Task to carry out: An exact repetition of the records is required. Leave nothing out.

*** Material shown ***

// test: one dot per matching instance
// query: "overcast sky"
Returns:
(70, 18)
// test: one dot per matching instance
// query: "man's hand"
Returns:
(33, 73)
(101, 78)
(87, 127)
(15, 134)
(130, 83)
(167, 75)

*** End of Material shown ***

Reply to the task:
// test: one dot per matching instance
// query: "overcast sky"
Returns:
(70, 18)
// test: one dot per matching instance
// query: "man's hand"
Returns:
(33, 73)
(101, 78)
(87, 127)
(15, 134)
(130, 83)
(167, 75)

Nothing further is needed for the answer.